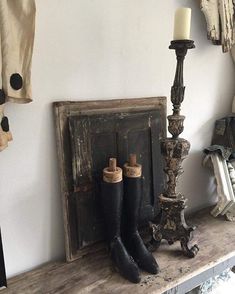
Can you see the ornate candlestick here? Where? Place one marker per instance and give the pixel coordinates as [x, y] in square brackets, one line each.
[172, 225]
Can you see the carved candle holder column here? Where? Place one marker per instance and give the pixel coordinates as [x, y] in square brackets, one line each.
[172, 226]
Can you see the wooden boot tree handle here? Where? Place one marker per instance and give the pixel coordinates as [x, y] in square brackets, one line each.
[132, 169]
[112, 173]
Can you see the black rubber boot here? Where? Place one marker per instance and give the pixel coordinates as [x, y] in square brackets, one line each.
[131, 204]
[112, 200]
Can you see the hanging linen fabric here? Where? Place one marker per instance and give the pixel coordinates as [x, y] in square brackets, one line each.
[17, 28]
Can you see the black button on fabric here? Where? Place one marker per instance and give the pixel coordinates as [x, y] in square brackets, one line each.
[2, 97]
[5, 124]
[16, 81]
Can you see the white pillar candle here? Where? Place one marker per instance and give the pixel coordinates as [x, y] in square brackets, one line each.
[182, 24]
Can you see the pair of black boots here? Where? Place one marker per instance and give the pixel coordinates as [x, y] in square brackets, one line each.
[121, 204]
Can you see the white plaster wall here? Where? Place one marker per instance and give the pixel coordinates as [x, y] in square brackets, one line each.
[89, 49]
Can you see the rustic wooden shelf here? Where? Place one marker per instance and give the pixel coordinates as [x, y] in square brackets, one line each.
[179, 274]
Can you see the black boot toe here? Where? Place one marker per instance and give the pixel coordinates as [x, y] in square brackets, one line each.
[141, 255]
[124, 262]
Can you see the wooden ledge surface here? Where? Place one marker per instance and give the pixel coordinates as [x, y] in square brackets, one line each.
[95, 274]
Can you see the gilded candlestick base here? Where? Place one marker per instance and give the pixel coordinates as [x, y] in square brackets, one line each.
[172, 226]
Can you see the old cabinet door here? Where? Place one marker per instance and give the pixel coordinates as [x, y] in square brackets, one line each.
[96, 138]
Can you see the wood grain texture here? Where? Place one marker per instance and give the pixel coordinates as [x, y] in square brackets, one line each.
[95, 274]
[76, 127]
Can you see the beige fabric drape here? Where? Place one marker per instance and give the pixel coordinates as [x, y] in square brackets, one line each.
[17, 27]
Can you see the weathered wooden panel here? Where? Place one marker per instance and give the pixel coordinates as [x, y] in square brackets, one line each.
[88, 133]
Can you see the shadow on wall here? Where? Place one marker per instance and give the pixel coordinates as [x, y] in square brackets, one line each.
[198, 182]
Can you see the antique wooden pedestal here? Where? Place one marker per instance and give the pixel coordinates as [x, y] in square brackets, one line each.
[172, 226]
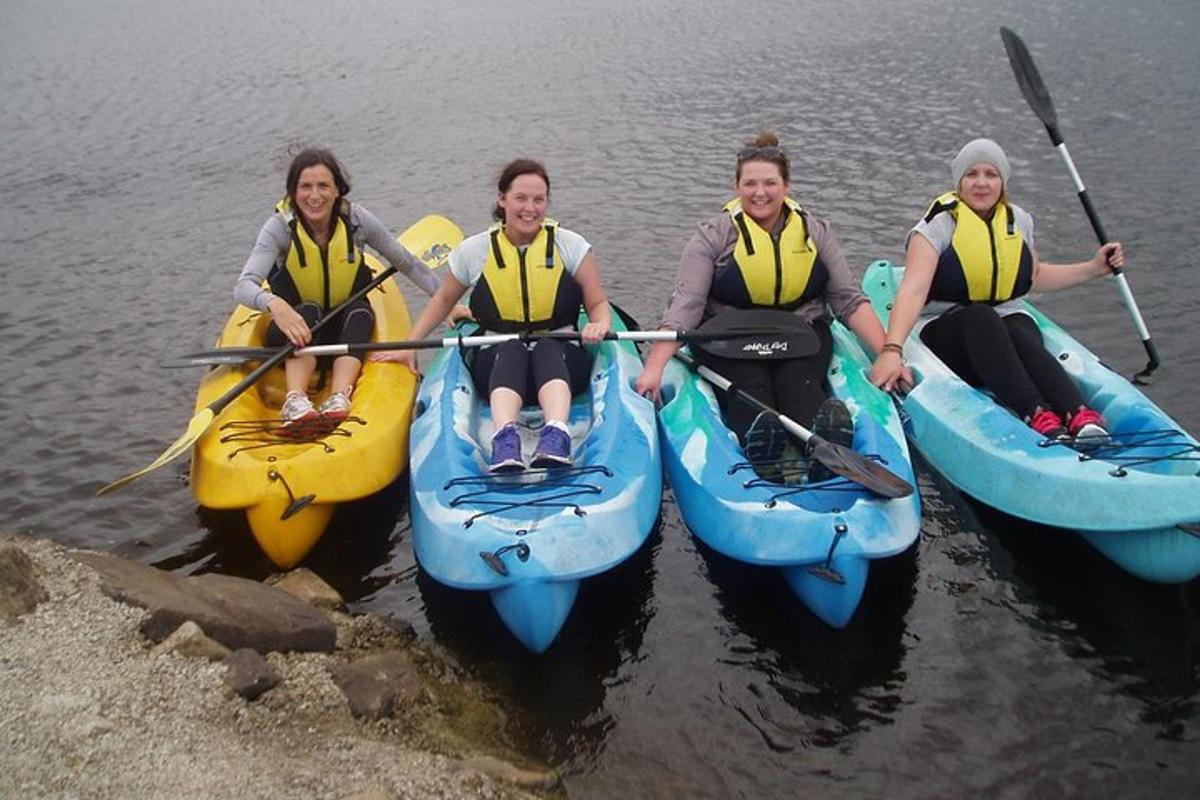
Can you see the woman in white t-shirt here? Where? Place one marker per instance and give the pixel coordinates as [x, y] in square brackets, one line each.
[526, 275]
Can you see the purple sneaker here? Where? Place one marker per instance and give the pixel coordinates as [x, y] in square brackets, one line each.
[553, 447]
[507, 450]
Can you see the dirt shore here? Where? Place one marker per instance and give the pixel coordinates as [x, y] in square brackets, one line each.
[87, 710]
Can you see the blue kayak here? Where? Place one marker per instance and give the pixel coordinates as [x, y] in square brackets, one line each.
[529, 539]
[1137, 498]
[821, 535]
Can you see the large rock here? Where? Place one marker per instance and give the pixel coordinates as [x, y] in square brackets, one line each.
[19, 588]
[235, 612]
[306, 585]
[378, 686]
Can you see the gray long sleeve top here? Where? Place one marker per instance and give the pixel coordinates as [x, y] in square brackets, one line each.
[274, 241]
[713, 244]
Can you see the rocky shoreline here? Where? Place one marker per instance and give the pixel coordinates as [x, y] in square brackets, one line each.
[119, 680]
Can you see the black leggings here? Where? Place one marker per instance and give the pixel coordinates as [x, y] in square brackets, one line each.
[1005, 355]
[525, 370]
[792, 386]
[353, 326]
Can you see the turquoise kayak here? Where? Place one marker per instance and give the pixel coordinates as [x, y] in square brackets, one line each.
[1135, 499]
[529, 539]
[822, 536]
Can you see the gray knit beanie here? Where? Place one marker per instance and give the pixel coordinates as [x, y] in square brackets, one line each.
[979, 151]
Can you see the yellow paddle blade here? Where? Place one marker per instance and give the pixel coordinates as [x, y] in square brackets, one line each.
[196, 429]
[431, 239]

■ ■ ■ ■

• [Directions] In this exercise, set down all of the data exactly, without the pictures.

• [Answer below]
Can you see the ornate candlestick here? Where? Place one marker per instance and give the pixel coordinates as [x, y] in square brackets, one line each.
[172, 225]
Can you see the carved candle holder column here? Where? Place one marker per instance and give the pixel coordinates as [x, y] in square brackets, one line each.
[172, 226]
Can you see the wooden boot tree handle here? Where? Place one marker per instance and give the pixel coordinates as [x, y] in square brackets, one line each.
[132, 169]
[112, 173]
Can you see the black rubber boot here? Where? Place one marker per instance and give the pixel coordinates as [x, y] in square brackets, one line each.
[131, 204]
[112, 200]
Can you see the hanging linen fabric here? Where? Place one marker per instance and give the pixel coordinates as [x, y] in square brackets, one line each.
[17, 28]
Can you see the black button on fabric here? Where? Place one marker per instance and give the pixel coordinates as [x, y] in square brackets, one line each.
[2, 97]
[5, 124]
[16, 81]
Can you see the white pillar candle here? Where? Place one marker per instance and give the pixel coordinates as [x, y] in square brackets, one line each.
[182, 24]
Can you see the pair of black boots here? Where? Place one marker per instance and give the pixel coordinates as [x, y] in square brackets, one line each.
[121, 204]
Can you see the white plaster wall here? Where? Place one marker per instance and give the pixel coordinates as [x, y] in square brackets, one line each.
[89, 49]
Can you see the rustic wooden shelf here? Where? Place one marker per instance and give the pixel coordinates as [x, y] in square brackets, one line each.
[179, 274]
Can you see the black boot toe here? Where? Place one marker per instance and give the pixel coordinates as [x, y] in square brackets, one line each.
[141, 255]
[124, 262]
Can you see the wooden ledge surface here? Where? Place one marker per instance and give the pixel coordinates as [x, y] in square brackets, one line each.
[95, 274]
Can you see the gilded candlestick base here? Where? Place one marker per instance and give the pixel coordinates as [x, y] in square brackets, one line each.
[172, 226]
Can you see the old cabinet door here? Where? Place one marker per instance and give the pixel coordinates as [x, y] in square brackets, one line each.
[96, 138]
Can you see the wood grain texture here? Where? Place one marker per instance and give the pixel coordinates as [x, y] in square brackets, one line each.
[95, 274]
[76, 127]
Can you see the beige fabric drape here? Where? Place one marker per instance and give the pixel coordinates as [x, y] in square brackets, one line each.
[17, 27]
Can you see the weathered wooden panel here? Where? Place one marker per instance and give the pixel coordinates as [x, y] in square brackets, one line each.
[88, 133]
Can you see the shadow on wall here? Where? Place one marker per instance and give the pixel coordinates as [x, y] in square brackets, one line each.
[198, 182]
Can you see the antique wooden pedestal here? Where? Place one marker per instance and give the pixel coordinates as [x, y] in square brackets, one line each.
[172, 226]
Can you see the woman in white t-shirt here? Where? Place one marker per instance and give the pixel coordinates as [x, y] in square brackets, one line each.
[526, 275]
Can you see the purple sneaker here? Where? Place one marker per instance and give the pixel coordinates as [x, y] in square brackets, one line each.
[553, 447]
[507, 450]
Can you see the dirt shore here? Where? Place one marker per instance and give the pixel coordinates as [x, y] in square brackets, one line each.
[87, 710]
Can you see the blue kayak here? Where? Place one marker per instance and give the pixel coordinates as [x, y] in square brackets, one line each.
[529, 539]
[1137, 498]
[821, 535]
Can you see the large rock here? Where? Place one marker per instance and give the pixel coordinates as [x, y] in square brackets, one line each.
[19, 588]
[235, 612]
[306, 585]
[378, 686]
Can you see the gray long sleeve top here? Where? Place one marker per instance and give the pixel coordinates as [x, y] in square brackets, one line each.
[274, 241]
[713, 244]
Can you see the rocky shoreline here? Where? Place one marker per instance and give the pixel coordinates as [x, y] in square brackets, one line each.
[119, 680]
Can you see the black leggings here? Where? Place one marker per instance and give the pixel coordinates as [x, y] in square brackets, one line each.
[1005, 355]
[525, 370]
[792, 386]
[353, 326]
Can you see the turquoise kayak here? Where? Place one marker per instance and give the pixel coordinates as [x, y] in square brackets, one line each.
[1135, 499]
[529, 539]
[822, 536]
Can you see the gray knit beanie here? Where? Place one marker per instance and give the pixel coordinates as [x, y] in square brackets, one line each.
[979, 151]
Can you see the yellow paddle blade here? Where? Place one marker per instance and give the pixel coordinates as [x, y] in square brackets, one line each.
[196, 429]
[431, 239]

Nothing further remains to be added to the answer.